### [Quoted text]
Order Description
EPAS 2.1.4 Engage diversity and difference in practice (pb a,b,c, and d)
Cultural Genogram assignment (Signature Assignment): Students will complete a cultural genogram in
order to identify and explore how their own cultural identity can potentially impact their
professional practice. This assignment will assist the student to gain insight into how culture
affects the lives of their future clients.
Cultural Genogram Assignment
Create a genogram of your family, at least three generations in a Microsoft Word document.
Indicate gender by using a circle (female) and square (male). Write in ages (if alive) and date (if
deceased). Use your own relationship symbols as they relate to perceived relationships
(relationships can either be distant or close. Provide me with a key to the symbols: Close,
Distant, Conflicted, Enmeshed and Estranged.
Using symbols fill in ethnic/racial/religion/language/affiliation/disability of the relationships
in your family tree. Also include interethnic/racial, marriages and relationships.
Identify for each generation any interpersonal relationships that are diverse from the family and
the level of interaction with these relationships. Example: close friends, as family members,
distant friends, only at work relationships, etc.
Write a 6-7 page APA format paper(12 point Times new Roman font) answering the following questions:
Write about your family of origin values. For some of you, this will include more than one diverse
group and for others it may only include the group you most identify in relation to your family. To
identify values you may have to use personal knowledge and experience and interviews with members
of your family. Family of origin values are the ideas, beliefs, and customs that you learned
growing up from parents and other caregivers. These values often originate from religious beliefs.
Section 1:
What were you taught growing up about the following?
• Money: How did your family respond to money problems? Did they struggle for survival or did
things come easily to them? What did they spend their money for? Who controlled the purse strings?
How did their expenditures reflect their values? How did they talk about money?
• Possessions: Did your parents have favorite possessions (house, car, pictures). If so, was the
care of possessions more important to them than the care of people, or vice versa? Did your family
try to keep up the Joneses?
• Crisis: What happened in family crisis such as death, illness, accident, divorce, and loss of a
job or natural disaster? Did your parents respond differently to different types of crises? Who
could be relied upon? Who fell apart?
• Fun: What did your family do for fun? Where? Did your parents have fun together? How did they
entertain at home? Whom did they invite to the house?
• Sex Roles: What were your parent’s attitudes about maleness and femaleness? Did your father
respect your mother? Did he downgrade her? Did your mother respect your father, or did she
downgrade him? What roles did they play that they assumed were masculine or feminine? Did they
expect you to play these roles?

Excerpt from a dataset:
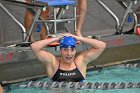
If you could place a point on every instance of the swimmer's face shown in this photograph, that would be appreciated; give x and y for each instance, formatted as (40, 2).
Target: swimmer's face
(68, 54)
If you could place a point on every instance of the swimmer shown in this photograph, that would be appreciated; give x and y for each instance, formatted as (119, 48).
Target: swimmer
(69, 66)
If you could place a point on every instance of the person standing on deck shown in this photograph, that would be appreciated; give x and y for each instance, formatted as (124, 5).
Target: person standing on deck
(67, 67)
(81, 11)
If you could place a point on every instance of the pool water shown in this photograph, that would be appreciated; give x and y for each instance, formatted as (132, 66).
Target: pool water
(115, 74)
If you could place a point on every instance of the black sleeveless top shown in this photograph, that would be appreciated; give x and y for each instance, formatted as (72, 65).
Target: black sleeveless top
(68, 76)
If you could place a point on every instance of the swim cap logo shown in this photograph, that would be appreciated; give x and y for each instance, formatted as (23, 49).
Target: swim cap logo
(68, 42)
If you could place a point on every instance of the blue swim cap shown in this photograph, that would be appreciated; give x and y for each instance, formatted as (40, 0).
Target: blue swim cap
(68, 41)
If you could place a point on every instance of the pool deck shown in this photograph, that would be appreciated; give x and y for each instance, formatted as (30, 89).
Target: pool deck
(23, 64)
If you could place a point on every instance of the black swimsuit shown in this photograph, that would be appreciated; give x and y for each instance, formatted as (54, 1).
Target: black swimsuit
(71, 75)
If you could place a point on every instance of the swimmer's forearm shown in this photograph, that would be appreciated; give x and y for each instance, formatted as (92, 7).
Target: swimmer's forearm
(93, 42)
(43, 43)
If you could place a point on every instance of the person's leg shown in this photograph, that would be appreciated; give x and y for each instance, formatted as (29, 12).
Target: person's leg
(27, 22)
(81, 12)
(1, 89)
(44, 15)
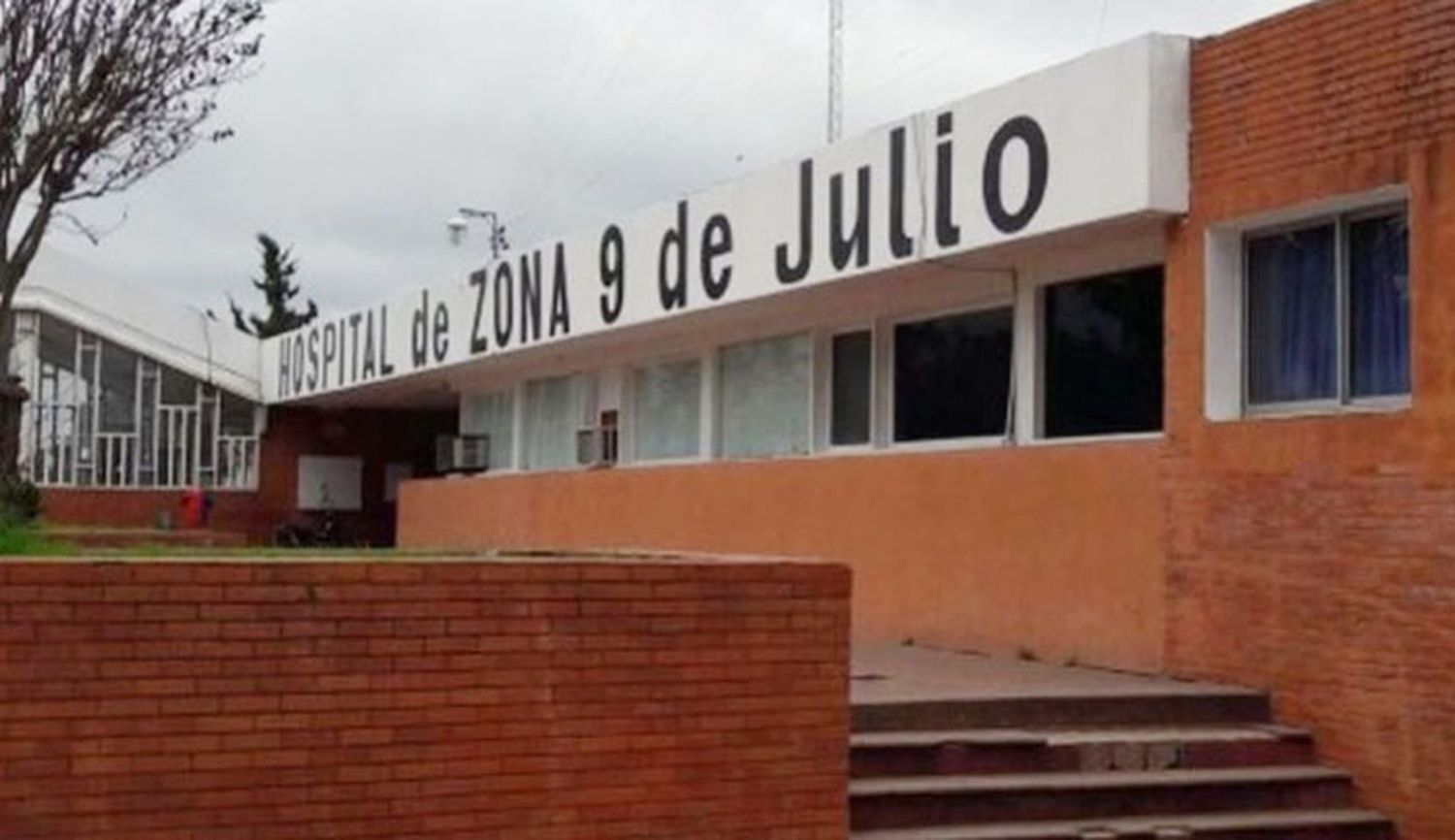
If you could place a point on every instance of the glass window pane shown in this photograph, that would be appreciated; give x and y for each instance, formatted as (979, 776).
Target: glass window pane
(555, 412)
(118, 389)
(666, 407)
(764, 396)
(1103, 364)
(178, 387)
(238, 416)
(1292, 316)
(494, 416)
(1379, 306)
(852, 386)
(952, 375)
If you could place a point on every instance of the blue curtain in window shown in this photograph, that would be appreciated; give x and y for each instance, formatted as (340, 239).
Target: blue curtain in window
(1292, 316)
(1379, 306)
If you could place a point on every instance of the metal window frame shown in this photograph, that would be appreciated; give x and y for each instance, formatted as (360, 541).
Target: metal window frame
(1343, 393)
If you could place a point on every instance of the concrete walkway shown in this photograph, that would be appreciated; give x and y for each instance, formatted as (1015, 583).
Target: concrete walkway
(910, 674)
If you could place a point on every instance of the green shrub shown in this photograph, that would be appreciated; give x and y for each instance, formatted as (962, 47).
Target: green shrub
(19, 501)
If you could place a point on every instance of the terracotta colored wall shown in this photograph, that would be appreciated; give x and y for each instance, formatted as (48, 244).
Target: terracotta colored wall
(1048, 549)
(1312, 557)
(422, 700)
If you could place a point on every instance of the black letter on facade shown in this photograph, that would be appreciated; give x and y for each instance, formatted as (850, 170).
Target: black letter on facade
(856, 243)
(674, 293)
(901, 243)
(559, 300)
(503, 306)
(530, 297)
(613, 274)
(354, 346)
(419, 332)
(384, 366)
(1027, 131)
(331, 348)
(441, 338)
(477, 342)
(946, 232)
(716, 242)
(297, 364)
(313, 358)
(284, 351)
(800, 270)
(370, 366)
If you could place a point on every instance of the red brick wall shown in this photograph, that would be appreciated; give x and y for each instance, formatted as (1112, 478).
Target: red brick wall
(1312, 555)
(422, 700)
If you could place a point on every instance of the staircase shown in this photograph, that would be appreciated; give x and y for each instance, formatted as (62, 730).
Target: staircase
(1099, 766)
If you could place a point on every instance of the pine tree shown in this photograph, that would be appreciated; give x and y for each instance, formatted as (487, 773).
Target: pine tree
(278, 290)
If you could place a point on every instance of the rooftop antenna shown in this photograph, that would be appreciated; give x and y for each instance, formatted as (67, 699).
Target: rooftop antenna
(835, 70)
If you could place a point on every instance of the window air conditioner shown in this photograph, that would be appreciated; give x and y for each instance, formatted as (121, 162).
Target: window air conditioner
(597, 446)
(462, 453)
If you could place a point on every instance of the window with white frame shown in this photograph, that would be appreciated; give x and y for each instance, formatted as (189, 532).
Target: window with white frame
(555, 410)
(952, 375)
(1327, 311)
(852, 387)
(764, 392)
(666, 409)
(491, 415)
(102, 415)
(1102, 354)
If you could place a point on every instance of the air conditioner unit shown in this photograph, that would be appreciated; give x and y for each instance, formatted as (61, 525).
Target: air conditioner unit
(462, 453)
(597, 446)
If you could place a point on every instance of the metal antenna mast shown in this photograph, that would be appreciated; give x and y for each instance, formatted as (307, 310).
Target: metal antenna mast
(835, 69)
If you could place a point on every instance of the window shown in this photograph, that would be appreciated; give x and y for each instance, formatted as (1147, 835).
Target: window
(1103, 354)
(764, 389)
(852, 364)
(666, 409)
(1327, 311)
(555, 410)
(494, 416)
(952, 375)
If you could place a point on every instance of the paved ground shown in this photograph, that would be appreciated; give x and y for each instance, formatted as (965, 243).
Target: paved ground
(898, 673)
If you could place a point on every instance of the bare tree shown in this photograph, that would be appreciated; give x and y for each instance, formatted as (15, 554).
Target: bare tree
(95, 95)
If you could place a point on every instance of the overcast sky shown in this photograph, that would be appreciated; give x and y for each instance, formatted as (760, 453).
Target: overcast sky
(370, 121)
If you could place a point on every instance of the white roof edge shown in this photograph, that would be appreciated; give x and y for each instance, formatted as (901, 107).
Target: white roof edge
(140, 320)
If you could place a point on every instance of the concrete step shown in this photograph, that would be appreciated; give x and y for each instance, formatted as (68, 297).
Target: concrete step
(927, 801)
(965, 752)
(1035, 712)
(1333, 824)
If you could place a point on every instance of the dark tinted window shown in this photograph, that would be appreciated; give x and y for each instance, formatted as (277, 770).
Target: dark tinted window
(1103, 352)
(952, 375)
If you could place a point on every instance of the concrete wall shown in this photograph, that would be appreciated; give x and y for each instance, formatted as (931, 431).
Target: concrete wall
(1051, 549)
(1312, 555)
(424, 700)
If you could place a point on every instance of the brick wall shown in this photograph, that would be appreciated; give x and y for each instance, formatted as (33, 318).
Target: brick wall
(427, 700)
(1312, 555)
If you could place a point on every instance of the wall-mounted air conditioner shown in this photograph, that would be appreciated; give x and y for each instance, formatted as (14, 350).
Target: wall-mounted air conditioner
(462, 453)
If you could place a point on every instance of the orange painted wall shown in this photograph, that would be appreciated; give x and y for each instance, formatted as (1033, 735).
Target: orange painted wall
(1056, 551)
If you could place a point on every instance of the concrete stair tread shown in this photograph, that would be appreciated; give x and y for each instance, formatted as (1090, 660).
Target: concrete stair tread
(1074, 735)
(1196, 823)
(983, 784)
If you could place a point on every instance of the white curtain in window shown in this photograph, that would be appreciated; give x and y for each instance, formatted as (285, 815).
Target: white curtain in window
(764, 390)
(494, 416)
(555, 412)
(666, 409)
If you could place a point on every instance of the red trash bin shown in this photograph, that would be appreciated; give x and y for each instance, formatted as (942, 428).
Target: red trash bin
(194, 510)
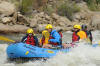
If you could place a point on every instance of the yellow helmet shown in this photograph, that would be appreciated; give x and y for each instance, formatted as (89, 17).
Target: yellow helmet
(30, 30)
(49, 26)
(45, 33)
(77, 26)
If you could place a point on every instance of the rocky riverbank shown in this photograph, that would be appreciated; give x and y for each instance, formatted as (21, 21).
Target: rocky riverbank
(12, 21)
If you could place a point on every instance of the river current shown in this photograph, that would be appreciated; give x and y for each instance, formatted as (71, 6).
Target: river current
(83, 55)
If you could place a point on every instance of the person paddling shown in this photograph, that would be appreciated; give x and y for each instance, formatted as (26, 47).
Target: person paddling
(54, 38)
(30, 38)
(88, 33)
(45, 38)
(78, 34)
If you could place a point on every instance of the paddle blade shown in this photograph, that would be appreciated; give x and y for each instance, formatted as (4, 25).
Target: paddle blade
(6, 39)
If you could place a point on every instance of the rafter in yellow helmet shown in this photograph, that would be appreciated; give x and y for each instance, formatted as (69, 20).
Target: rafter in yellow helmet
(30, 30)
(49, 26)
(77, 26)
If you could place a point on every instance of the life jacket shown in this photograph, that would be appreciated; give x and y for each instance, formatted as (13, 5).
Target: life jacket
(82, 34)
(78, 35)
(30, 40)
(75, 37)
(61, 35)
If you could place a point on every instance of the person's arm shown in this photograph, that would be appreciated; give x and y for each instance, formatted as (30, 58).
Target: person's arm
(24, 39)
(36, 41)
(56, 37)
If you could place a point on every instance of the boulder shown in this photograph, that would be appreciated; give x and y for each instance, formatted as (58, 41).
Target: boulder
(7, 8)
(13, 29)
(6, 20)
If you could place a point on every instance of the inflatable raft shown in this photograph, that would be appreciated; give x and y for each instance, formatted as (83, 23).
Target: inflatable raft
(22, 50)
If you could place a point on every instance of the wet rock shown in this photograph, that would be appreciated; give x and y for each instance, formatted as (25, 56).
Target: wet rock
(6, 20)
(6, 8)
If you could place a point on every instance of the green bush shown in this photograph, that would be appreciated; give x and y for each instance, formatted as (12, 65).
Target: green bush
(48, 9)
(67, 9)
(93, 5)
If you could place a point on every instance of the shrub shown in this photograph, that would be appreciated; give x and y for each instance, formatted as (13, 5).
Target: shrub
(93, 5)
(67, 9)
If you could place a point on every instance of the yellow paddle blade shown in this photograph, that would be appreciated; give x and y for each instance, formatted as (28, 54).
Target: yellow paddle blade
(6, 39)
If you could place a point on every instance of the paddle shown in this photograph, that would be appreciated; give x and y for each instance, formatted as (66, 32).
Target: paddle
(6, 39)
(46, 34)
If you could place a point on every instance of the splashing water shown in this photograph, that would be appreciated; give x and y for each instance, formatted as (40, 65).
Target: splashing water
(83, 55)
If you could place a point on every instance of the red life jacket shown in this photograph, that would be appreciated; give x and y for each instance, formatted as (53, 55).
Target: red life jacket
(30, 40)
(53, 38)
(43, 40)
(61, 35)
(75, 37)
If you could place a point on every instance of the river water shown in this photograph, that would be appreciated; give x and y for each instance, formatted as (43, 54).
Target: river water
(83, 55)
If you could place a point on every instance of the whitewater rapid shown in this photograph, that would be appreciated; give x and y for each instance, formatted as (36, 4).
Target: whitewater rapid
(83, 55)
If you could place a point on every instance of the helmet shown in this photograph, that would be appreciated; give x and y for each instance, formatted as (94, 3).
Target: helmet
(44, 32)
(77, 26)
(49, 26)
(30, 30)
(84, 27)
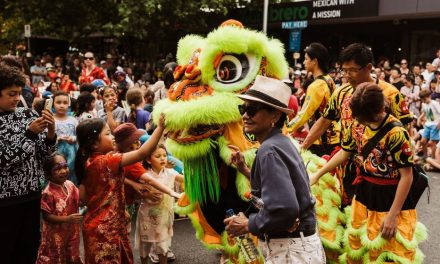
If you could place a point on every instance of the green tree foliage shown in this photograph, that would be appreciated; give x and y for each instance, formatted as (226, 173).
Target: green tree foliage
(138, 19)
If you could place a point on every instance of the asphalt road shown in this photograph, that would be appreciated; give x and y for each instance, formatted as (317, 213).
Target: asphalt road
(189, 250)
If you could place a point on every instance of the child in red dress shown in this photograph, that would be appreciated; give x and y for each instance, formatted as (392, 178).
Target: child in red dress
(99, 170)
(59, 206)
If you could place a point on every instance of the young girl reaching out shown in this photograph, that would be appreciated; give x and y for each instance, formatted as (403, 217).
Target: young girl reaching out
(99, 170)
(65, 127)
(154, 226)
(60, 237)
(127, 139)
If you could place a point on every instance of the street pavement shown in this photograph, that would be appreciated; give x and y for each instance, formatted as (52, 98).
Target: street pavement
(189, 250)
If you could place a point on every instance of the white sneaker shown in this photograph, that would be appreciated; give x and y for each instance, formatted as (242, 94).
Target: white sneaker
(171, 256)
(153, 257)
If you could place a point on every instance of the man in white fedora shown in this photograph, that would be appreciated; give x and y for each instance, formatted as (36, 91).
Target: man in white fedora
(286, 225)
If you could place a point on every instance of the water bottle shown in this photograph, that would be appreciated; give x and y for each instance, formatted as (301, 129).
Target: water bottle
(246, 244)
(256, 201)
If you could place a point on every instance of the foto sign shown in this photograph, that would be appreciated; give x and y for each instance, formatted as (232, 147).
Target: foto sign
(27, 31)
(294, 40)
(294, 24)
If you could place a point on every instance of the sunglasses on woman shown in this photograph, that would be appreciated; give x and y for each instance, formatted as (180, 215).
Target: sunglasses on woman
(59, 166)
(250, 109)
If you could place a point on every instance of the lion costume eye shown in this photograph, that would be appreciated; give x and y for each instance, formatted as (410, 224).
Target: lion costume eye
(233, 68)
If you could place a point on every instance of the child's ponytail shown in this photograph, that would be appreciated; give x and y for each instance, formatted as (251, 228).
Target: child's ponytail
(87, 133)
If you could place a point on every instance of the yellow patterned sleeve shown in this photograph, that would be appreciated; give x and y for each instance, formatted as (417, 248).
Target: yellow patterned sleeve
(397, 103)
(316, 92)
(399, 144)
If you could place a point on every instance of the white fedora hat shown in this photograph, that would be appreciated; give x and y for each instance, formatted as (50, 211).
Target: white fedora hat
(271, 92)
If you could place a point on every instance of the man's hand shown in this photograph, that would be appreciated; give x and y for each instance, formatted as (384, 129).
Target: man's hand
(237, 159)
(108, 106)
(237, 225)
(161, 123)
(152, 195)
(139, 188)
(313, 179)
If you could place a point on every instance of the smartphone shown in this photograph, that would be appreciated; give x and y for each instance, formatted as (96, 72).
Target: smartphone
(48, 104)
(83, 210)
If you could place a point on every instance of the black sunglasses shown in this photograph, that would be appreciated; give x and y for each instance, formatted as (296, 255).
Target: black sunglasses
(250, 109)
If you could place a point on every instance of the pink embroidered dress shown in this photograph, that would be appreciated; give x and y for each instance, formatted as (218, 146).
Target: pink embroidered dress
(60, 241)
(104, 225)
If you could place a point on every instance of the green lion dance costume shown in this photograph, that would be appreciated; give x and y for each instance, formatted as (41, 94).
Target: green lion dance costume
(202, 118)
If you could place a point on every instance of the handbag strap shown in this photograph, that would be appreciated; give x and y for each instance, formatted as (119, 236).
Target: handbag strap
(378, 136)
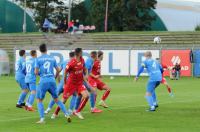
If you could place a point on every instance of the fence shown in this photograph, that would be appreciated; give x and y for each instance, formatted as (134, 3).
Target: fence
(124, 61)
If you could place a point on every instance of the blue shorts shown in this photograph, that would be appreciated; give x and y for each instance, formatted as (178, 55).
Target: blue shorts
(44, 87)
(60, 88)
(152, 85)
(22, 83)
(88, 87)
(31, 86)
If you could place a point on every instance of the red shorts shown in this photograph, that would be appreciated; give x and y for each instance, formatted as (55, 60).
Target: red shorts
(163, 80)
(96, 83)
(70, 89)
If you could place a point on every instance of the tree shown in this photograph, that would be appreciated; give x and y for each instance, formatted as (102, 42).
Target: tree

### [Aim of the task]
In the cultural genogram assignment, how should gender be shown on the genogram?

### [Reply to the exercise]
By using a circle for female and a square for male.